## PAGE TEXT
•••••

But others came to Bud Light's defense.

Center of culture

“Bud Light is America’s best-selling beer by a large margin and it [is] also one of the world’s biggest advertisers, so it’s a brand that is always at the center of culture,” said Lisa Weser, a former Anheuser-Busch InBev communications executive who today is CEO of Trailblaze, a cannabis communications company. “When you’re at the center of culture then you are always going to be a target for this type of controversy. This is not the first controversy and it’s not going to be the last for this brand.”

Bud Light parent AB InBev has declined comment beyond a statement that said the partnership with Mulvaney was one way it was connecting with diverse audiences. It also emphasized that the custom can was presented as a commemorative gift and not, as some evidently believed, a product in wide production.

“Anheuser-Busch works with hundreds of influencers across our brands as one of many ways to authentically connect with audiences across various demographics,” the statement said. From time to time we produce unique commemorative cans for fans and for brand influencers, like Dylan Mulvaney. This commemorative can was a gift to celebrate a personal milestone and is not for sale to the general public.”

But the brand, which was typically tweeting several times a day, has gone silent on the social media site since April 1. Its Facebook and Instagram feeds have gone without new content for more than a week.

Weser said the brand’s relative silence speaks to a need not to further inflame its critics. It must also consider distributors in politically conservative regions where the influencer move might not be popular.

•••••

## ENTRIES SUPPLIED
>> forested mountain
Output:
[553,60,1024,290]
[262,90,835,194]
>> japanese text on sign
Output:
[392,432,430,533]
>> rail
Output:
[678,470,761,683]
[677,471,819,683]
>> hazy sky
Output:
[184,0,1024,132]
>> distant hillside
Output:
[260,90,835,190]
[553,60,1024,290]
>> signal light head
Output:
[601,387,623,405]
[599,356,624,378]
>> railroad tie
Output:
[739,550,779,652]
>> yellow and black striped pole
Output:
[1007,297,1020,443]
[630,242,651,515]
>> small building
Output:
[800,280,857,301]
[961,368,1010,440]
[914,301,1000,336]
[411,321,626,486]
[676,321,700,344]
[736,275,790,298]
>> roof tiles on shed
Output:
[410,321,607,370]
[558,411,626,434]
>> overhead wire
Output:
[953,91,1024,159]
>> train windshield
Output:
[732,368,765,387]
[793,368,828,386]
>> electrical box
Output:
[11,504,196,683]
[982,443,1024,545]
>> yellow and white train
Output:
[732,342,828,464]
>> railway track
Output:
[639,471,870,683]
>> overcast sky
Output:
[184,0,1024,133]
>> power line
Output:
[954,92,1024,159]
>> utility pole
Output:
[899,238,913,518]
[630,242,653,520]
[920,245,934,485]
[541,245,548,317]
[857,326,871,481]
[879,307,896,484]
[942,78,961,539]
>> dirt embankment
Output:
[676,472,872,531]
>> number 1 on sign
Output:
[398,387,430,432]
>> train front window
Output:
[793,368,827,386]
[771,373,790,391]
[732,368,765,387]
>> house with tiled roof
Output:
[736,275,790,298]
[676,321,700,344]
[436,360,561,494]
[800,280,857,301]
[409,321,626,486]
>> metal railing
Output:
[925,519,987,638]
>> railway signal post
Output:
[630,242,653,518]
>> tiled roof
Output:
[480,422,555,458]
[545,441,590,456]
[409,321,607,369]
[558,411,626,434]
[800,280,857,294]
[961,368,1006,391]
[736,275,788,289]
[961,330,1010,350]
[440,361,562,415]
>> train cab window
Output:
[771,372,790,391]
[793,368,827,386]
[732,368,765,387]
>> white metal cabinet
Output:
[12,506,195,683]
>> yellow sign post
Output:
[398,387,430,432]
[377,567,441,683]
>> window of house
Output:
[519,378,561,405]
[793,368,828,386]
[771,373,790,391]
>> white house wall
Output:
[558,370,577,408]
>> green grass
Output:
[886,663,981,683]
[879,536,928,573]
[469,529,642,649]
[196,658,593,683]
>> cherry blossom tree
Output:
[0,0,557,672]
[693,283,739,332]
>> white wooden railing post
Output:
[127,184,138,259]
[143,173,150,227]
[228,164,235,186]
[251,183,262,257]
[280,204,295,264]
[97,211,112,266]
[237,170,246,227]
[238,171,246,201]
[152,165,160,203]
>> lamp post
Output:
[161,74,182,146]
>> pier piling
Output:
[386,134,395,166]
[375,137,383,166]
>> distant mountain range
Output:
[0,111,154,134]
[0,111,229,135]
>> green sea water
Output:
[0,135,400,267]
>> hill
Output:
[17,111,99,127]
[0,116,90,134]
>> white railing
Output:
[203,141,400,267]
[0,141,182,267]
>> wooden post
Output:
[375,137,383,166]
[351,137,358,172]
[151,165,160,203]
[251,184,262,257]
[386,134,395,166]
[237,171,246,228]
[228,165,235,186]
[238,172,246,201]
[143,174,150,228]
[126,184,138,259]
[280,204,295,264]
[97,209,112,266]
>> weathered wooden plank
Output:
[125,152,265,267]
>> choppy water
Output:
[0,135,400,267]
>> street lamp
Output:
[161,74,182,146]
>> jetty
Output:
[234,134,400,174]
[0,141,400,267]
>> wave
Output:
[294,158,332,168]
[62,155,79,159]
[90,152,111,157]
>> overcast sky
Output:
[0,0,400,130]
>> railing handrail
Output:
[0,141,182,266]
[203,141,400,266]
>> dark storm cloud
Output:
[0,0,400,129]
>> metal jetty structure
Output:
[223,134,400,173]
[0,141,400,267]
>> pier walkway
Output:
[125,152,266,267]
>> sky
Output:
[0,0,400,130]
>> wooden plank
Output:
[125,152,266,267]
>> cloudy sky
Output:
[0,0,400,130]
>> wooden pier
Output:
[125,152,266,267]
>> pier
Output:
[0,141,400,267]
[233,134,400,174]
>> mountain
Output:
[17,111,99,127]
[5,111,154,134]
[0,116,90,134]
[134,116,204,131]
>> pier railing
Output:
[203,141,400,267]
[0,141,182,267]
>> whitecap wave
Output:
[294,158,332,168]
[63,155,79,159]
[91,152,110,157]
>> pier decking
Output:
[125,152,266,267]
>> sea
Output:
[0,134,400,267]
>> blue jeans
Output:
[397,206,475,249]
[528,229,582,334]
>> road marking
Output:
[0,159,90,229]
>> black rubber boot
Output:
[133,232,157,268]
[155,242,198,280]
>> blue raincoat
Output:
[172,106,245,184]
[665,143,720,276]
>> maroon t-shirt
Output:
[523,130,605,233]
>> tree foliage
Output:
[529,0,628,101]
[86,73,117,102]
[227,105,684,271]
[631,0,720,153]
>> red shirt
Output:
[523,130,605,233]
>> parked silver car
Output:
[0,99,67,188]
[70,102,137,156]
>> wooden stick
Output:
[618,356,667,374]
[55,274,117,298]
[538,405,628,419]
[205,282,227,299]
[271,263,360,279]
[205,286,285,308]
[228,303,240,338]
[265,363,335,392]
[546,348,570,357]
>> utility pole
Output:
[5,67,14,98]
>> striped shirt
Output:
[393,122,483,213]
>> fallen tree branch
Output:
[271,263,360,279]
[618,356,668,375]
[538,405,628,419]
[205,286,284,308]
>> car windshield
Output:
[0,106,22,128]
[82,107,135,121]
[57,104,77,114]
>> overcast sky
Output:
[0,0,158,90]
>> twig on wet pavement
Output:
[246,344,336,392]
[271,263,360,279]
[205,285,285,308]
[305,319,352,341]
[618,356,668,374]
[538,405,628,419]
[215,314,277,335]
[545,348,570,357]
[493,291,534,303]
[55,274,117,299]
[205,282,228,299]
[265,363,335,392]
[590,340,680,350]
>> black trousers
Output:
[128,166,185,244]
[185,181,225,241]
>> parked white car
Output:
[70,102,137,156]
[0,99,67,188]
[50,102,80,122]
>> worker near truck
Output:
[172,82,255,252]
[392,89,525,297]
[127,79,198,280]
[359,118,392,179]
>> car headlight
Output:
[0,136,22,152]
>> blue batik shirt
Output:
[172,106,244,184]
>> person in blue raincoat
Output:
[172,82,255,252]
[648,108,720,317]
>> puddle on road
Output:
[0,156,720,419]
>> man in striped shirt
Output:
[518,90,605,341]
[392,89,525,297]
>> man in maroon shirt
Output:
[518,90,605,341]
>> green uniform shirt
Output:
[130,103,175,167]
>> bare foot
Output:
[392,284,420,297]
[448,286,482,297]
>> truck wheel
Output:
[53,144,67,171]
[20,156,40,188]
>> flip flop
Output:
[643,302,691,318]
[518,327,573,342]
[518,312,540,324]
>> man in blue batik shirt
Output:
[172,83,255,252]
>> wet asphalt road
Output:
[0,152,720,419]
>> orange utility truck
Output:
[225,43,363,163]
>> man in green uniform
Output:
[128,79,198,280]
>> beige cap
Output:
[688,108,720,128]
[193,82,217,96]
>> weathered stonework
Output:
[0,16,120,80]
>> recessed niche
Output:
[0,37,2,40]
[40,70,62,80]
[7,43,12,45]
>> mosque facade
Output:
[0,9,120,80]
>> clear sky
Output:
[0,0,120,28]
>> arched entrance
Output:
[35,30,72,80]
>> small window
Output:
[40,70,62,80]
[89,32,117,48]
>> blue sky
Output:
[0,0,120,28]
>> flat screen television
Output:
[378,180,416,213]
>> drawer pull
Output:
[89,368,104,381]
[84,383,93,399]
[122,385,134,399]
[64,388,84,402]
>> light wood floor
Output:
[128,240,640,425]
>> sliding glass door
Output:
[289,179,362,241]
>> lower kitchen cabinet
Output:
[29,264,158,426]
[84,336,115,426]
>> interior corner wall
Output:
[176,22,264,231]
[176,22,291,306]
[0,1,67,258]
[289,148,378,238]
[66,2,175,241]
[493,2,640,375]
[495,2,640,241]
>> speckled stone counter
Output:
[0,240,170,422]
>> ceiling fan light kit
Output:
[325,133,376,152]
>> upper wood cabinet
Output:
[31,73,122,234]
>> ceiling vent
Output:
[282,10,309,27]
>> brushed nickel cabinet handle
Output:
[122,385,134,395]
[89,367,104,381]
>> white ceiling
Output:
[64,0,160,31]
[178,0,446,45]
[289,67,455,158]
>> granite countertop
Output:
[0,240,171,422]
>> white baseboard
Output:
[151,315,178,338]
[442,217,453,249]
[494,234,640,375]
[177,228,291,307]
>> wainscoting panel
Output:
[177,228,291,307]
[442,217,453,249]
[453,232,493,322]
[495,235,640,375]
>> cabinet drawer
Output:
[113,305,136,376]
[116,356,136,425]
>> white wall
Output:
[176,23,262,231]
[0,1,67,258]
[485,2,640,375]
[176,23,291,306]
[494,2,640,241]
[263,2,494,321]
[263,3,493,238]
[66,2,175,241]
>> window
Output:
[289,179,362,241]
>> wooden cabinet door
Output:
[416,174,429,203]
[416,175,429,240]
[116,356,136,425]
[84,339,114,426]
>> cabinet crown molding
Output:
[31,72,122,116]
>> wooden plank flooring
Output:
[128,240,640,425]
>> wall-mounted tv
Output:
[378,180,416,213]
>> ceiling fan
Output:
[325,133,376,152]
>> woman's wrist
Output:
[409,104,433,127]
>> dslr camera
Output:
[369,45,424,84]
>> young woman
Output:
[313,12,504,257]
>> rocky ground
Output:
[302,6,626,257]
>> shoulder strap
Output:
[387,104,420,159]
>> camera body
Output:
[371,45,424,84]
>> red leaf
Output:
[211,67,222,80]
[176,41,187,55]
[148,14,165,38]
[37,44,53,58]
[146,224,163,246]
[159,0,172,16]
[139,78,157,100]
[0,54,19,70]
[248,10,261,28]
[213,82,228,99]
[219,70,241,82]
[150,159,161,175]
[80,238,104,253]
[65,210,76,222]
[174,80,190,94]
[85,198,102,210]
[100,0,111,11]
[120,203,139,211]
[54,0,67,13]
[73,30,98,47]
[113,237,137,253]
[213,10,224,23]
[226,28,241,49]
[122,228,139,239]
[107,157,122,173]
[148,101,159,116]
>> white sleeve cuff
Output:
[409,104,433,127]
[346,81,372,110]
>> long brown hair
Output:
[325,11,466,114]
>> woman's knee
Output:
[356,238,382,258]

•••••

## THINGS TO DO
• A. According to the Bud Light article, which company does Lisa Weser currently run as CEO?
• B. Summarize the Bud Light article in two sentences.
• C. Continue the Bud Light article from its final paragraph.
The records have no connection to the Bud Light article.

## ANSWERS
• A. Trailblaze, a cannabis communications company.

• B. Lisa Weser, a former Anheuser-Busch InBev communications executive, said Bud Light is always at the center of culture as America's best-selling beer and a major advertiser, so it will keep facing controversies like this one. AB InBev said the can made for Dylan Mulvaney was a commemorative gift not sold to the public, and the brand has since gone quiet on social media, which Weser said reflects a need to avoid further inflaming its critics.

• C.
“The strategy is not to fan the fire since the bottom line is these are brands with two audiences, one is the consumer; the other are the distribution companies that purchase these beers,” she said.

A conscious decision

Influencer marketing experts said it was likely that Bud Light could have expected some negative reaction to the partnership.

“Based on our experience working with global brands, it’s highly likely a tremendous amount of research, vetting, planning and deliberation went into Anheuser-Busch/Bud Light’s decision to engage Dylan Mulvaney, and they likely anticipated mixed feedback,” Cooper Munroe, CEO of The Motherhood, a social influencer marketing agency, said in emailed remarks. “The brand made a conscious decision to work with her and appeal to a younger demographic, and, in doing so, promote the Anheuser-Busch brand and values.”

Related: Consumer survey on LGBTQ+ ad representation 

Danielle Wiley, CEO and founder of Sway Group, said she was in agreement with how Bud Light has played the controversy, steering clear of arguments with its detractors while supporting Mulvaney.

“We would tell any brand when you hire an influencer just make sure they’re aligned with your values and just stand behind them,” Wiley said. “You can’t crumble just because a few loud people might be upset with it. As long as the creator you’re using hasn’t been inappropriate or broken laws, you stand behind them.”

In a highly charged culture, brands need to be aware when their marketing takes on a political tone that could be costly. Kimberly Whitler, associate professor of business administration at the University of Virginia’s Darden School of Business, said academic research has indicated that sociopolitical activism that aligns with political ideology tends to have a greater effect on those who disagree, creating “a negative asymmetric impact,” outweighing the positive associated with it.

“When you do something you think is inclusive but that conservatives and liberals will see diametrically opposed, that becomes problematic for the brand,” Whitler said.

Bud Light, Whitler added, should “step back and listen,” particularly if the brand was taken aback by the reaction.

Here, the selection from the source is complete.